▶ [SELECTED TEXT]:
2020-04-09 12:50:29Z
CAIiEAbfAscItAzAh-SSV9u61XAqGAgEKg8IACoHCAowjtSUCjC30XQwn6G5AQ

750000 people volunteered to help Britain's NHS. Now they're being deployed. - The Washington Post

Justin Setterfield Getty Images Taxi driver Michael Hayes has been offering free rides home to health workers at Newham University Hospital in East London.

LONDON — When the British government asked people to help the National Health Service during the coronavirus crisis, it called for a “volunteer army.” Within four days, 750,000 people had signed up — three times the original target and four times the size of the British armed forces.

Britain hasn’t seen such a surge in volunteers since World War II, when the country pulled together in a way still remembered with immense pride. Now — with more than 60,000 people here having tested positive for the novel coronavirus, and with the prime minister among those who have been hospitalized — organizers are figuring out how to deploy the army, while individuals and companies are engaged in informal volunteer activities throughout the British Isles.

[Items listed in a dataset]

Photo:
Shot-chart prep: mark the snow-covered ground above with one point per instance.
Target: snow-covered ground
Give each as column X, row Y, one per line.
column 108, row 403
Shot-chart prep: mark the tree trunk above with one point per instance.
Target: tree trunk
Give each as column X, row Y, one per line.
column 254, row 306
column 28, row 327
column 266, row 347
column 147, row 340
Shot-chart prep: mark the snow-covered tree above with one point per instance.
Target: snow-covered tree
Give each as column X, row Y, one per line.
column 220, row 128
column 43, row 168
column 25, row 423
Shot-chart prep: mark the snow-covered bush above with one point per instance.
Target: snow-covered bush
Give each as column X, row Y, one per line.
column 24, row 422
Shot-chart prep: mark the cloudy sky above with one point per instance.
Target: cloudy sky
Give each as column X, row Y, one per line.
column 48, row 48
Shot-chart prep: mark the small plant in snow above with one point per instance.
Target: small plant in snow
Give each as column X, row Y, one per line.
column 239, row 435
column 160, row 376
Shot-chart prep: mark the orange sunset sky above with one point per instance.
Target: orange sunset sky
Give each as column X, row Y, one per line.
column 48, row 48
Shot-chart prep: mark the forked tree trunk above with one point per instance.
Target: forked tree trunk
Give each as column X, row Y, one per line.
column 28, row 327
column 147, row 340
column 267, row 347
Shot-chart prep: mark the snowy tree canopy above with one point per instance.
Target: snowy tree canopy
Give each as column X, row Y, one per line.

---

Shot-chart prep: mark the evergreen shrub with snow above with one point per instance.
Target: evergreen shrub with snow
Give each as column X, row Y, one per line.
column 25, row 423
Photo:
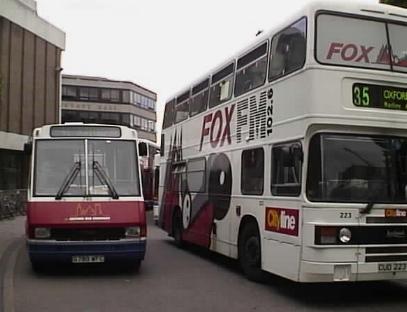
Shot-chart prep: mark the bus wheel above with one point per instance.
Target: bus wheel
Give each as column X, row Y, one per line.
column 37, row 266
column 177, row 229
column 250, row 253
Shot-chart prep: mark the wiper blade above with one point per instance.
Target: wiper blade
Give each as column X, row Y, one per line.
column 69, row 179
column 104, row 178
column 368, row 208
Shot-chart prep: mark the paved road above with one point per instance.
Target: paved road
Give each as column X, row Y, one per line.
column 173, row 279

* * *

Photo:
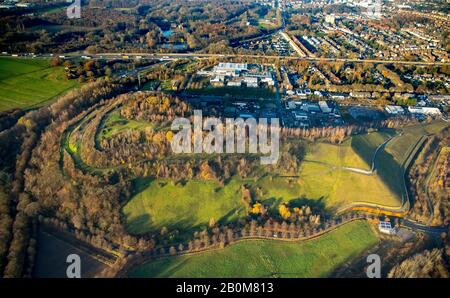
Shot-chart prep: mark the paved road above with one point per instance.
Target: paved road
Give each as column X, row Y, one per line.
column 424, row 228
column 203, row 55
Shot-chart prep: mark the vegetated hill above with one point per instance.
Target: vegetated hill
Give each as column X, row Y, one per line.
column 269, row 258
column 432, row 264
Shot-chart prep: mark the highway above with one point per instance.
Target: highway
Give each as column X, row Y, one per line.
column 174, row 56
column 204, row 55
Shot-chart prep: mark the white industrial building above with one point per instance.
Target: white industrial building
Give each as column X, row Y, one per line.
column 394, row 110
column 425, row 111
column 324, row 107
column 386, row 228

▶ [EXERCISE INSTRUCTIONS]: Pick up the news article about Britain's NHS volunteers where it stops, and continue it.

▶ [EXERCISE ANSWER]:
Michael Hayes, 55, is a taxi driver who joined the volunteer army and is awaiting his first official assignment. In the meantime, he spends about five hours a day driving NHS staff home, at no cost, from Newham University Hospital in East London, where his three children were born.

“Some of them come out, they’ve had dreadful days, the worst . . . and they are walking out thinking, ‘I still got to get home,’ I’m sort of like a little ray of sunshine,” Hayes said. “They see me sitting there and I whiz them home.”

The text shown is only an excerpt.